[Outline annotation entries]

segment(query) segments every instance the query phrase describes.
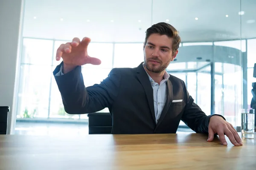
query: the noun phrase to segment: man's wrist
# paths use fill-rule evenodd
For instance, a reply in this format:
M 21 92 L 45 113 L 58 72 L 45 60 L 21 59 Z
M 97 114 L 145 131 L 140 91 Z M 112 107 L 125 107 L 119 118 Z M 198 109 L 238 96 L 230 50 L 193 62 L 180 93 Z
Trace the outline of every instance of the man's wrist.
M 62 72 L 65 74 L 74 70 L 77 66 L 77 65 L 67 64 L 63 62 Z

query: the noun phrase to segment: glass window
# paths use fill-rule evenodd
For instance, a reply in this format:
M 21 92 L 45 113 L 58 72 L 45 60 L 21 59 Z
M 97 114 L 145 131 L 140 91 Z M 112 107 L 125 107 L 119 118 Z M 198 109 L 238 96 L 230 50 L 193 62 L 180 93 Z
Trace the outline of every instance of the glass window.
M 188 73 L 187 76 L 187 89 L 196 103 L 196 73 Z
M 171 62 L 166 68 L 167 71 L 186 70 L 186 62 Z
M 172 72 L 168 72 L 168 73 L 170 74 L 182 79 L 184 81 L 184 82 L 185 82 L 185 83 L 186 83 L 186 73 L 172 73 Z
M 51 65 L 53 41 L 23 39 L 22 64 Z
M 111 68 L 83 68 L 82 74 L 85 87 L 100 84 L 108 77 Z
M 198 73 L 197 104 L 207 115 L 211 114 L 211 74 Z
M 90 43 L 88 45 L 88 55 L 92 57 L 99 59 L 102 61 L 100 65 L 85 65 L 84 67 L 97 69 L 110 68 L 113 66 L 113 44 L 106 43 Z
M 215 75 L 215 89 L 214 96 L 215 113 L 223 115 L 223 89 L 222 75 Z
M 256 38 L 247 41 L 247 67 L 252 68 L 256 63 Z
M 21 65 L 17 118 L 47 117 L 51 74 L 50 66 Z
M 183 42 L 183 46 L 190 45 L 212 45 L 212 42 Z
M 224 116 L 236 126 L 239 124 L 239 119 L 236 119 L 242 107 L 241 68 L 229 63 L 224 63 L 223 67 Z
M 114 68 L 137 67 L 144 61 L 143 43 L 115 44 Z
M 242 52 L 246 51 L 246 43 L 244 40 L 215 42 L 214 45 L 233 48 L 241 50 Z
M 253 89 L 252 83 L 256 82 L 256 78 L 253 77 L 253 68 L 248 68 L 247 69 L 247 85 L 248 90 L 248 108 L 250 108 L 250 103 L 253 98 L 253 94 L 251 90 Z

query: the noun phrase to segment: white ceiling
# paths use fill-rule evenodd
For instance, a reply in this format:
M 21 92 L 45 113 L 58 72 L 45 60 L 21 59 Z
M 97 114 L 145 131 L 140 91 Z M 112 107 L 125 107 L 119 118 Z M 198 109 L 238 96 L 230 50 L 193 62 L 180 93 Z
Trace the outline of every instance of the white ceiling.
M 239 39 L 241 32 L 242 38 L 256 37 L 256 22 L 247 23 L 256 20 L 256 0 L 241 4 L 240 0 L 26 0 L 23 36 L 143 42 L 148 28 L 168 19 L 183 42 Z M 241 10 L 244 15 L 238 14 Z

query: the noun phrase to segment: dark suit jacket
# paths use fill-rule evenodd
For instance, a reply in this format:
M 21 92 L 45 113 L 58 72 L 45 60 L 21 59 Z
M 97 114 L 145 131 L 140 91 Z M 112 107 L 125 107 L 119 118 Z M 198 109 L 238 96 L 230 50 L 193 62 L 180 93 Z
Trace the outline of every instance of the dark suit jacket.
M 112 134 L 176 133 L 180 120 L 197 133 L 208 133 L 211 116 L 194 102 L 184 82 L 172 75 L 166 82 L 166 101 L 156 123 L 153 89 L 142 63 L 136 68 L 113 68 L 100 84 L 86 88 L 81 66 L 55 77 L 67 113 L 88 113 L 108 108 Z

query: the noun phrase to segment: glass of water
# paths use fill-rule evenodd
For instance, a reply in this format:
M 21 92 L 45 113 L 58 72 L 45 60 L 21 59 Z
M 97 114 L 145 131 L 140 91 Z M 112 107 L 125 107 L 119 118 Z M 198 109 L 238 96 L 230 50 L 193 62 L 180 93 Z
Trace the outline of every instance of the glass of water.
M 241 110 L 242 138 L 254 138 L 255 110 L 254 109 Z

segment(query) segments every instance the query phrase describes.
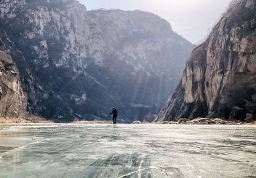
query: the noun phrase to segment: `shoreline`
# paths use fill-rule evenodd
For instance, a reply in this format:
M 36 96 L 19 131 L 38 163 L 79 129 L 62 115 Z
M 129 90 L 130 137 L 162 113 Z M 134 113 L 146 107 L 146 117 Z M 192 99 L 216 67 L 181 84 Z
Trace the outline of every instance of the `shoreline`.
M 27 118 L 0 117 L 0 126 L 17 126 L 26 124 L 112 124 L 111 121 L 74 121 L 72 122 L 57 122 L 51 120 L 39 117 L 28 117 Z M 125 124 L 125 123 L 119 123 Z M 188 119 L 180 119 L 177 121 L 163 121 L 159 122 L 141 122 L 134 121 L 133 123 L 126 123 L 127 124 L 179 124 L 179 125 L 256 125 L 256 121 L 246 123 L 239 121 L 226 121 L 221 119 L 196 118 L 192 120 Z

■ **TASK DETAILS**
Copy every one of the entries above word for word, line by line, and leave the pictures out.

■ **TASK RESPONSE**
segment(query) segments every instance the query phrase describes.
query: the noun phrase to segment: man's wrist
# paths use fill-rule evenodd
For instance, a reply in this format:
M 21 92 L 45 113 L 58 72 L 45 60 L 21 59 Z
M 97 114 L 145 131 L 140 91 Z M 112 107 L 125 107 L 119 118 Z M 198 109 L 238 96 L 230 50 L 193 62 L 180 93 Z
Trace the outline of every instance of the man's wrist.
M 62 72 L 65 74 L 74 70 L 77 66 L 77 65 L 67 64 L 63 62 Z

query: the noun phrase to segment: glass window
# paths use fill-rule evenodd
For instance, a reply in this format:
M 21 92 L 45 113 L 58 72 L 45 60 L 21 59 Z
M 97 114 L 145 131 L 140 91 Z M 112 107 L 125 107 L 119 118 Z M 198 109 L 238 96 L 230 50 L 193 62 L 180 93 Z
Trace the outline of every instance of the glass window.
M 188 73 L 187 76 L 187 89 L 196 103 L 196 73 Z
M 171 62 L 166 68 L 167 71 L 186 70 L 186 62 Z
M 172 72 L 168 72 L 168 73 L 170 74 L 182 79 L 184 81 L 184 82 L 185 82 L 185 83 L 186 83 L 186 73 L 172 73 Z
M 51 65 L 53 41 L 23 39 L 22 64 Z
M 111 68 L 83 68 L 82 74 L 85 87 L 100 84 L 108 77 Z
M 198 73 L 197 104 L 207 115 L 211 114 L 211 74 Z
M 90 43 L 88 45 L 88 55 L 92 57 L 99 59 L 102 61 L 100 65 L 85 65 L 84 67 L 97 69 L 110 68 L 113 66 L 113 44 L 106 43 Z
M 215 75 L 215 89 L 214 96 L 215 113 L 223 115 L 223 89 L 222 75 Z
M 256 38 L 247 41 L 247 67 L 252 68 L 256 63 Z
M 21 65 L 17 118 L 47 117 L 51 74 L 50 66 Z
M 183 42 L 183 46 L 190 45 L 212 45 L 212 42 Z
M 224 116 L 236 126 L 239 124 L 239 119 L 236 119 L 242 107 L 241 68 L 229 63 L 224 63 L 223 67 Z
M 114 68 L 137 67 L 144 61 L 143 43 L 115 44 Z
M 242 52 L 246 51 L 246 43 L 244 40 L 215 42 L 214 45 L 233 48 L 241 50 Z
M 253 89 L 252 83 L 256 82 L 256 78 L 253 77 L 253 68 L 248 68 L 247 69 L 247 85 L 248 90 L 248 108 L 250 108 L 250 103 L 253 98 L 253 94 L 251 90 Z

query: the noun phrase to segment: white ceiling
# paths use fill-rule evenodd
For instance, a reply in this format:
M 21 92 L 45 113 L 58 72 L 45 60 L 21 59 Z
M 97 114 L 145 131 L 140 91 Z M 112 107 L 125 107 L 119 118 Z M 198 109 L 238 96 L 230 50 L 193 62 L 180 93 Z
Trace the outline of every instance of the white ceiling.
M 239 39 L 241 32 L 242 38 L 256 37 L 256 22 L 247 23 L 256 20 L 256 0 L 241 4 L 240 0 L 26 0 L 23 36 L 143 42 L 148 28 L 168 19 L 183 42 Z M 241 10 L 244 15 L 238 14 Z

query: the noun phrase to segment: dark suit jacket
# paths use fill-rule evenodd
For instance, a reply in this format:
M 21 92 L 45 113 L 58 72 L 45 60 L 21 59 Z
M 97 114 L 145 131 L 140 91 Z M 112 107 L 125 107 L 119 118 Z M 198 109 L 238 96 L 230 50 L 193 62 L 180 93 Z
Trace the outline of every instance of the dark suit jacket.
M 112 134 L 176 133 L 180 120 L 197 133 L 208 133 L 211 116 L 194 102 L 184 82 L 172 75 L 166 82 L 166 101 L 156 123 L 153 89 L 142 63 L 136 68 L 113 68 L 100 84 L 86 88 L 81 66 L 55 77 L 67 113 L 88 113 L 108 108 Z

query: the noun phrase to segment: glass of water
# paths use fill-rule evenodd
For instance, a reply in this format:
M 21 92 L 45 113 L 58 72 L 45 60 L 21 59 Z
M 97 114 L 145 131 L 140 91 Z M 112 107 L 125 107 L 119 118 Z M 198 109 L 238 96 L 230 50 L 193 62 L 180 93 Z
Trace the outline of every instance of the glass of water.
M 241 110 L 242 138 L 254 138 L 255 110 L 254 109 Z

segment(query) segments every instance the query phrase describes.
query: the noun phrase to segment: `shoreline`
# paths use fill-rule evenodd
For instance, a reply in this format:
M 36 96 L 19 131 L 38 163 L 79 129 L 62 115 Z
M 129 90 L 130 137 L 162 113 Z M 134 113 L 146 107 L 146 117 Z M 192 99 L 216 67 L 181 84 Z
Trace the outline of every instance of the `shoreline`.
M 27 118 L 0 117 L 0 126 L 17 126 L 26 124 L 112 124 L 111 121 L 74 121 L 72 122 L 57 122 L 51 120 L 39 117 L 28 117 Z M 125 124 L 125 123 L 119 123 Z M 188 119 L 180 119 L 177 121 L 163 121 L 159 122 L 141 122 L 134 121 L 133 123 L 126 123 L 127 124 L 179 124 L 179 125 L 256 125 L 256 121 L 246 123 L 239 121 L 226 121 L 221 119 L 196 118 L 192 120 Z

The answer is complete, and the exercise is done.